Named region outline lines
- - -
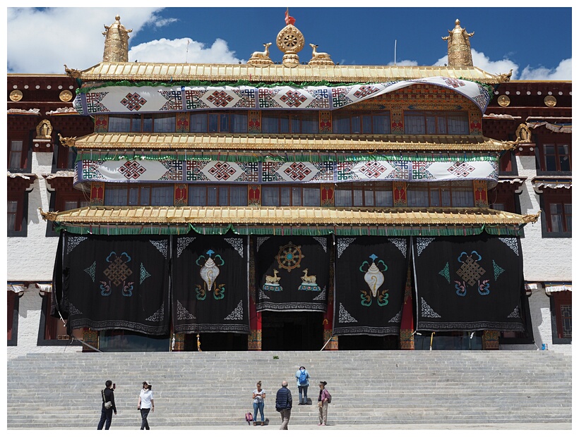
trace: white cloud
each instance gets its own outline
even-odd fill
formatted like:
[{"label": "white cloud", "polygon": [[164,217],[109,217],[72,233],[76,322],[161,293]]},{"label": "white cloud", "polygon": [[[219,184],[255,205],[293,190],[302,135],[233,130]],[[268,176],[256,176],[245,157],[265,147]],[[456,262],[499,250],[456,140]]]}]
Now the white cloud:
[{"label": "white cloud", "polygon": [[520,73],[521,80],[571,80],[571,59],[563,59],[554,70],[544,67],[533,68],[527,66]]},{"label": "white cloud", "polygon": [[238,63],[239,59],[227,47],[227,42],[217,38],[210,46],[189,38],[161,38],[140,44],[129,51],[129,61],[139,62]]},{"label": "white cloud", "polygon": [[[131,18],[136,35],[161,8],[8,8],[8,72],[64,73],[102,61],[105,25]],[[55,23],[57,23],[55,24]],[[130,42],[130,40],[129,40]]]}]

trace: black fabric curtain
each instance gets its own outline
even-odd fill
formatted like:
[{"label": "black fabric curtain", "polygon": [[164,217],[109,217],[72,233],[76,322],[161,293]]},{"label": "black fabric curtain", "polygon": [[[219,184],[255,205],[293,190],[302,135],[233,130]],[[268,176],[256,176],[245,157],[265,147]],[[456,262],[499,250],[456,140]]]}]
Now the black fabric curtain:
[{"label": "black fabric curtain", "polygon": [[417,238],[412,254],[417,330],[525,330],[519,238]]},{"label": "black fabric curtain", "polygon": [[410,238],[338,237],[333,335],[398,334]]},{"label": "black fabric curtain", "polygon": [[64,232],[52,314],[78,328],[169,332],[169,238]]},{"label": "black fabric curtain", "polygon": [[328,307],[328,236],[255,237],[257,311],[320,311]]},{"label": "black fabric curtain", "polygon": [[176,333],[249,333],[247,237],[174,237],[172,273]]}]

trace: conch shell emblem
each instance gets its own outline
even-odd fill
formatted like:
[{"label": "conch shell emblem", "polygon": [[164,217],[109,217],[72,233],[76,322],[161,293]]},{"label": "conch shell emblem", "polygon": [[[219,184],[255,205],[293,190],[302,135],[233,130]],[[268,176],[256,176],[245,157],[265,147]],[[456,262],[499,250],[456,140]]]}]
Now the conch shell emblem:
[{"label": "conch shell emblem", "polygon": [[363,268],[366,264],[369,265],[368,270],[366,271],[366,274],[364,275],[364,280],[366,281],[366,283],[368,284],[370,291],[372,293],[372,297],[376,297],[380,289],[380,286],[384,283],[384,275],[382,274],[382,272],[386,271],[388,269],[388,266],[386,266],[383,261],[381,259],[379,260],[378,264],[380,265],[381,264],[384,267],[381,271],[376,264],[376,259],[378,257],[372,254],[370,258],[372,260],[372,264],[370,264],[367,261],[364,261],[360,266],[360,271],[364,271]]},{"label": "conch shell emblem", "polygon": [[[217,264],[215,264],[215,261],[213,260],[213,258],[211,258],[211,254],[215,252],[213,250],[208,250],[207,252],[207,254],[209,255],[209,257],[208,257],[207,261],[205,261],[205,264],[201,267],[201,269],[199,271],[199,274],[201,275],[201,278],[203,280],[203,281],[205,281],[205,283],[207,284],[207,289],[208,291],[211,290],[211,288],[215,282],[215,279],[217,279],[217,277],[219,276],[220,271],[219,267],[217,267]],[[200,257],[197,259],[196,263],[198,266],[201,265],[199,264],[199,261],[202,258],[205,258],[205,257]],[[215,259],[217,259],[217,258],[219,259],[221,259],[221,257],[220,257],[219,255],[217,255],[215,257]],[[221,265],[222,266],[224,263],[222,262],[222,259],[221,261]]]}]

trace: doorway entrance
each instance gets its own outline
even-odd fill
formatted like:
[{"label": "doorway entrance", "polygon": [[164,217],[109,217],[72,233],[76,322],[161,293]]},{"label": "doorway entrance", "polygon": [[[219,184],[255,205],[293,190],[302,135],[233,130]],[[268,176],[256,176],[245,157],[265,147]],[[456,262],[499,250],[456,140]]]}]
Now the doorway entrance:
[{"label": "doorway entrance", "polygon": [[320,350],[323,346],[323,313],[263,311],[262,350]]}]

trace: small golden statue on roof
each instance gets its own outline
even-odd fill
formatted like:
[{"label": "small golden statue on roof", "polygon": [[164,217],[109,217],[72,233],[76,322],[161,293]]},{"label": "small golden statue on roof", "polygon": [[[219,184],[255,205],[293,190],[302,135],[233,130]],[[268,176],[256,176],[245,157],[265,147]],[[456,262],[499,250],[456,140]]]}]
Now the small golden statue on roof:
[{"label": "small golden statue on roof", "polygon": [[334,61],[332,61],[332,58],[330,57],[330,55],[324,51],[318,51],[316,49],[318,46],[315,44],[309,44],[312,49],[311,51],[311,59],[308,63],[309,66],[333,66],[334,65]]},{"label": "small golden statue on roof", "polygon": [[111,25],[105,25],[105,53],[102,62],[129,62],[129,34],[132,29],[126,29],[121,24],[121,17],[117,16]]},{"label": "small golden statue on roof", "polygon": [[448,66],[450,67],[472,67],[472,54],[470,52],[469,38],[474,32],[467,33],[460,27],[460,21],[455,21],[455,27],[448,31],[448,37],[442,37],[448,42]]},{"label": "small golden statue on roof", "polygon": [[247,63],[252,66],[268,66],[273,63],[273,61],[270,59],[270,42],[264,43],[263,47],[265,49],[263,51],[254,51],[251,54],[251,57]]},{"label": "small golden statue on roof", "polygon": [[299,57],[297,52],[304,48],[305,40],[303,34],[294,26],[295,18],[290,16],[290,8],[285,11],[285,24],[287,25],[277,34],[277,48],[284,52],[282,63],[286,67],[295,67],[299,65]]}]

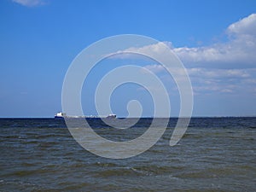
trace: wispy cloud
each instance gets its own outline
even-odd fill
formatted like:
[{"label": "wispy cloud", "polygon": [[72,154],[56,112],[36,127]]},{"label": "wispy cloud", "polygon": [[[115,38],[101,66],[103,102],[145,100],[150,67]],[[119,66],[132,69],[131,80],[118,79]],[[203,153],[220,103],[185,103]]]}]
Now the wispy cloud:
[{"label": "wispy cloud", "polygon": [[[226,41],[208,46],[174,48],[170,42],[165,44],[184,63],[195,94],[256,94],[256,14],[230,25],[224,31]],[[167,58],[169,53],[161,44],[125,51],[140,51]],[[160,76],[165,73],[160,65],[145,67]],[[180,70],[172,68],[172,72],[178,73]]]},{"label": "wispy cloud", "polygon": [[44,0],[13,0],[13,2],[26,7],[36,7],[45,4]]},{"label": "wispy cloud", "polygon": [[225,43],[202,47],[181,47],[174,52],[189,66],[244,68],[256,67],[256,14],[231,24]]}]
- - -
Challenge | Can you transcribe all of the lines above word for word, leaving the pictures out of your answer?

Result below |
trace: white cloud
each instance gets its own outline
even-odd fill
formatted like:
[{"label": "white cloud", "polygon": [[164,217],[109,217],[72,233],[76,322],[161,293]]},{"label": "white cloud", "polygon": [[[219,184],[255,205],[293,190],[302,135],[233,130]],[[268,176],[256,176],[245,157],[265,147]],[[456,262],[499,250],[456,140]]]}]
Now the white cloud:
[{"label": "white cloud", "polygon": [[520,73],[521,80],[571,80],[571,59],[563,59],[554,70],[544,67],[533,68],[527,66]]},{"label": "white cloud", "polygon": [[238,63],[239,59],[227,47],[227,42],[217,38],[210,46],[189,38],[161,38],[140,44],[129,51],[129,61],[139,62]]},{"label": "white cloud", "polygon": [[[131,18],[136,35],[161,8],[8,8],[8,72],[64,73],[102,61],[105,25]],[[55,23],[57,23],[55,24]],[[130,42],[130,40],[129,40]]]}]

trace: black fabric curtain
each instance gets its own outline
even-odd fill
formatted like:
[{"label": "black fabric curtain", "polygon": [[164,217],[109,217],[72,233],[76,322],[161,293]]},{"label": "black fabric curtain", "polygon": [[[219,184],[255,205],[293,190],[302,135],[233,130]],[[268,176],[256,176],[245,157],[265,147]],[[456,262],[499,250],[456,140]]]}]
Now the black fabric curtain:
[{"label": "black fabric curtain", "polygon": [[417,238],[412,254],[417,330],[525,330],[519,238]]},{"label": "black fabric curtain", "polygon": [[410,238],[338,237],[333,335],[398,334]]},{"label": "black fabric curtain", "polygon": [[64,232],[52,314],[78,328],[169,332],[169,238]]},{"label": "black fabric curtain", "polygon": [[328,307],[328,236],[255,237],[257,311],[320,311]]},{"label": "black fabric curtain", "polygon": [[176,333],[249,333],[247,237],[174,237],[172,273]]}]

trace: conch shell emblem
each instance gets its own outline
even-odd fill
formatted like:
[{"label": "conch shell emblem", "polygon": [[164,217],[109,217],[72,233],[76,322],[161,293]]},{"label": "conch shell emblem", "polygon": [[[219,184],[255,205],[293,190],[302,135],[233,130]],[[268,176],[256,176],[245,157],[265,147]],[[456,262],[499,250],[456,140]]]}]
Now the conch shell emblem:
[{"label": "conch shell emblem", "polygon": [[363,268],[366,264],[369,265],[368,270],[366,271],[366,274],[364,275],[364,280],[366,281],[366,283],[368,284],[370,291],[372,293],[372,297],[376,297],[380,289],[380,286],[384,283],[384,275],[382,274],[382,272],[386,271],[388,269],[388,266],[386,266],[383,261],[381,259],[379,260],[378,264],[380,265],[381,264],[384,267],[381,271],[376,264],[376,259],[378,257],[372,254],[370,258],[372,260],[372,264],[370,264],[367,261],[364,261],[360,266],[360,271],[364,271]]},{"label": "conch shell emblem", "polygon": [[[217,264],[215,264],[215,261],[213,260],[213,258],[211,258],[211,254],[215,252],[213,250],[208,250],[207,252],[207,254],[209,255],[209,257],[208,257],[207,261],[205,261],[205,264],[201,267],[201,269],[199,271],[199,274],[201,275],[201,278],[203,280],[203,281],[205,281],[205,283],[207,284],[207,289],[208,291],[211,290],[211,288],[215,282],[215,279],[217,279],[217,277],[219,276],[220,271],[219,267],[217,267]],[[200,257],[197,259],[196,263],[198,266],[201,265],[199,264],[199,261],[202,258],[205,258],[205,257]],[[215,259],[217,259],[217,258],[219,259],[221,259],[221,257],[220,257],[219,255],[217,255],[215,257]],[[221,265],[222,266],[224,263],[222,262],[222,259],[221,261]]]}]

trace: doorway entrance
each instance gets its own outline
even-odd fill
formatted like:
[{"label": "doorway entrance", "polygon": [[164,217],[109,217],[72,233],[76,322],[161,293]]},{"label": "doorway entrance", "polygon": [[[219,184],[255,205],[293,190],[302,135],[233,130]],[[268,176],[256,176],[245,157],[265,147]],[[456,262],[499,250],[456,140]]]}]
Now the doorway entrance:
[{"label": "doorway entrance", "polygon": [[320,350],[323,346],[323,313],[263,311],[262,350]]}]

trace: small golden statue on roof
each instance gets its own outline
even-odd fill
formatted like:
[{"label": "small golden statue on roof", "polygon": [[164,217],[109,217],[72,233],[76,322],[161,293]]},{"label": "small golden statue on roof", "polygon": [[[219,184],[255,205],[293,190],[302,135],[233,130]],[[268,176],[256,176],[245,157],[265,147]],[[456,262],[499,250],[456,140]]]}]
Now the small golden statue on roof:
[{"label": "small golden statue on roof", "polygon": [[334,61],[332,61],[332,58],[330,57],[330,55],[324,51],[318,51],[316,49],[318,46],[315,44],[309,44],[312,49],[311,51],[311,59],[308,63],[309,66],[333,66],[334,65]]},{"label": "small golden statue on roof", "polygon": [[111,25],[105,25],[105,53],[102,62],[129,62],[129,34],[132,29],[126,29],[121,24],[121,17],[117,16]]},{"label": "small golden statue on roof", "polygon": [[448,66],[450,67],[472,67],[472,54],[470,52],[469,38],[474,32],[467,33],[460,27],[460,21],[455,21],[455,27],[448,31],[448,37],[442,37],[448,42]]},{"label": "small golden statue on roof", "polygon": [[247,63],[252,66],[268,66],[273,63],[273,61],[270,59],[270,42],[264,43],[263,47],[265,49],[263,51],[254,51],[251,54],[251,57]]},{"label": "small golden statue on roof", "polygon": [[299,57],[297,52],[304,48],[305,40],[303,34],[294,26],[295,18],[290,16],[290,8],[285,11],[285,24],[287,25],[277,34],[277,48],[284,52],[282,63],[286,67],[295,67],[299,65]]}]

trace: wispy cloud
each instance gets its own outline
even-odd fill
formatted like:
[{"label": "wispy cloud", "polygon": [[72,154],[56,112],[36,127]]},{"label": "wispy cloud", "polygon": [[[115,38],[101,66],[103,102],[145,100],[150,67]],[[119,66],[132,69],[131,80],[118,79]],[[203,153],[220,103],[185,103]]]}]
Now the wispy cloud:
[{"label": "wispy cloud", "polygon": [[[226,41],[208,46],[174,48],[170,42],[165,44],[184,63],[195,94],[256,94],[256,14],[230,25],[224,31]],[[167,58],[169,53],[161,44],[125,51],[140,51]],[[160,76],[165,73],[160,65],[145,67]],[[180,70],[172,68],[172,72],[178,73]]]},{"label": "wispy cloud", "polygon": [[44,0],[13,0],[13,2],[26,7],[36,7],[45,4]]},{"label": "wispy cloud", "polygon": [[225,43],[202,47],[181,47],[174,52],[189,66],[244,68],[256,67],[256,14],[231,24]]}]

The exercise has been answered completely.